Marco na carreira de Eduardo Coutinho

Cabra marcado para morrer, lançado em 1984, se tornaria um marco na história do cinema documental do Brasil. Arrebatou doze prêmios, apenas no exterior. Depois do sucesso de Cabra (1984), Coutinho só fez “filmezinhos”, escreveu o roteiro de filmes como Índia, a filha do sol (1982), de Fábio Barreto; Dona Flor e seus dois maridos (1976), Bruno Barreto; A Falecida, da peça de Nelson Rodrigues (1962), dirigido por Leon Hirszman; Lição de amor (1975), de Eduardo Escorel; ABC do Amor (1966), dentre outros. Voltou à glória com Santo Forte (1999) e, em menor escala, com Babilônia 2000. Ao sucesso de Edifício Master (2002) seguiu-se O Fim e o Princípio (2005). No brilhante Moscou (2009), filmou ensaios de uma peça, e mirou sua câmera em As Canções (2011) em anônimos que cantam — sem motivo nem causa.

Trajetória

Um dos maiores cineastas do país, Eduardo Coutinho se interessou por cinema ainda na década de 1950, quando era estudante de Direito. Formado em direção no IDHEC, na França, participou ativamente do Centro Popular de Cultura (CPC) da União Nacional de Estudantes (UNE), onde se aproximou de Carlos Diegues, Joaquim Pedro de Andrade e Leon Hirszman. Em 1962, apoiado pelo CPC, começou a desenvolver Cabra Marcado Para Morrer, inicialmente pensado como uma reconstituição do assassinato do líder camponês João Pedro Teixeira.

» DADOS FORNECIDOS:
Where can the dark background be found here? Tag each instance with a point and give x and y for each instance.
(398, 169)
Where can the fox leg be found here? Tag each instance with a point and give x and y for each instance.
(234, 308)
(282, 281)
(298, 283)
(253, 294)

» REQUISITOS DA TAREFA: Repita, sem mudar nenhuma palavra, o trecho do texto sobre Eduardo Coutinho que vai de "Um dos maiores" até "João Pedro Teixeira.". Use somente o texto sobre Eduardo Coutinho.

» RESPOSTA ESCRITA:
Um dos maiores cineastas do país, Eduardo Coutinho se interessou por cinema ainda na década de 1950, quando era estudante de Direito. Formado em direção no IDHEC, na França, participou ativamente do Centro Popular de Cultura (CPC) da União Nacional de Estudantes (UNE), onde se aproximou de Carlos Diegues, Joaquim Pedro de Andrade e Leon Hirszman. Em 1962, apoiado pelo CPC, começou a desenvolver Cabra Marcado Para Morrer, inicialmente pensado como uma reconstituição do assassinato do líder camponês João Pedro Teixeira.